This wasn’t particularly difficult, but it required carefully studying how to call each endpoint, understanding their purposes, and setting up pre-test environments—none of which were simple tasks.

Moreover, I hate manual work. Manual means wasting time focusing on learning skills and knowledge I’ll never use again.

Solution

Prerequisites

I must perform manual testing—the code volume for automating 400 endpoints would be staggering, including redundant error handling and documentation generation
Yet I must avoid doing it manually
When AI makes mistakes, I need to correct them promptly

So what does this resemble? Exactly—AI-assisted programming tools.

Approach

Which AI to use: GitHub Copilot
Documentation tooling: VSCode, pandoc (markdown to docx)
How to make AI understand requirements: Separate prompt.md instructions and example.md format documentation
How to enable AI to operate testing tools: MCP tool (Playwright, though not perfect)

Implementation

MCP Tool

Auto Azure Export

Playwright-MCP was sufficient, but considering the massive documentation and test cases, it wasn’t ideal for specific needs.

As a mediocre prompt engineer, I needed AI to access minimal data to prevent catastrophic errors.
_ _ _ _ _
_EXERCISE DESCRIPTION_
Copy the write-up on AI-assisted endpoint testing from "Moreover, I hate" to "Exactly—AI-assisted programming tools.", updating it so that "staggering" becomes "enormous".

_EXTRACTED ENTRIES_
_ _ _ _ _
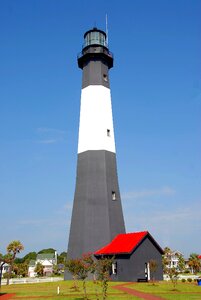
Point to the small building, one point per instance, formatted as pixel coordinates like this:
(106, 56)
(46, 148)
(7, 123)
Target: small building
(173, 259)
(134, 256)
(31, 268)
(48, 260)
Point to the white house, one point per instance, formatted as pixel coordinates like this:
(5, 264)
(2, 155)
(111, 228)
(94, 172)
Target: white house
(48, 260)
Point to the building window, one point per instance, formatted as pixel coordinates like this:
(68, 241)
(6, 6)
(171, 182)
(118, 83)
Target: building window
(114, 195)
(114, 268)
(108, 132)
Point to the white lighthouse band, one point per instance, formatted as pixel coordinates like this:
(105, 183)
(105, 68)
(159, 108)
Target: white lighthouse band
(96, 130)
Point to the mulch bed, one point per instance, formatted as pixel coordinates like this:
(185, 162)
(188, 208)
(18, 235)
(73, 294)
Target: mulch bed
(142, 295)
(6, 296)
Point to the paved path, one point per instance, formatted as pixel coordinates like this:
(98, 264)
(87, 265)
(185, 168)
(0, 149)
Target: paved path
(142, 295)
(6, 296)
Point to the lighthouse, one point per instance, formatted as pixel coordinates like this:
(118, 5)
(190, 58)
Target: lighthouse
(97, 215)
_ _ _ _ _
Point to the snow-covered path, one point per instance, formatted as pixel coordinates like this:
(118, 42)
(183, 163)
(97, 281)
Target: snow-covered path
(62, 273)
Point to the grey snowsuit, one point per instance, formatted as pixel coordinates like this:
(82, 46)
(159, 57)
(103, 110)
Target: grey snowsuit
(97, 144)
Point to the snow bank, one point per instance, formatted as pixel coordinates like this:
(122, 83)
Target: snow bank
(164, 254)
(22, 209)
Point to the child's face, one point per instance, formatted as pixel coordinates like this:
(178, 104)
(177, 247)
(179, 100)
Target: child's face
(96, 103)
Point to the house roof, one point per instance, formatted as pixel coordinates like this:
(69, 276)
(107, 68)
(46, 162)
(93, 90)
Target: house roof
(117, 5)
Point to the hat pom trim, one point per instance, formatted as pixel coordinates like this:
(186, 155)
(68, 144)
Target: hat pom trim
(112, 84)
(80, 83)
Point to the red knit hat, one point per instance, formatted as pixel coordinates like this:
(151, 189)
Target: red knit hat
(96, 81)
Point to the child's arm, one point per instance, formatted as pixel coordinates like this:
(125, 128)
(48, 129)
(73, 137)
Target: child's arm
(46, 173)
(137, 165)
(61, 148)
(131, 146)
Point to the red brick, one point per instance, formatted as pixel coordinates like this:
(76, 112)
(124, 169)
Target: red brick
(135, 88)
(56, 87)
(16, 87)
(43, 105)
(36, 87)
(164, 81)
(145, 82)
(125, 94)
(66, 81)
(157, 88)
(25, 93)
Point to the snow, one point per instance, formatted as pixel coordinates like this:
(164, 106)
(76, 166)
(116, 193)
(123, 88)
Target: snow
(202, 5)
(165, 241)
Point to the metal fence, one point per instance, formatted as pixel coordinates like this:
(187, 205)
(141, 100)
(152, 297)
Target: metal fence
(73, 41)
_ _ _ _ _
_SOLUTION BELOW_
Moreover, I hate manual work. Manual means wasting time focusing on learning skills and knowledge I’ll never use again.

Solution

Prerequisites

I must perform manual testing—the code volume for automating 400 endpoints would be enormous, including redundant error handling and documentation generation
Yet I must avoid doing it manually
When AI makes mistakes, I need to correct them promptly

So what does this resemble? Exactly—AI-assisted programming tools.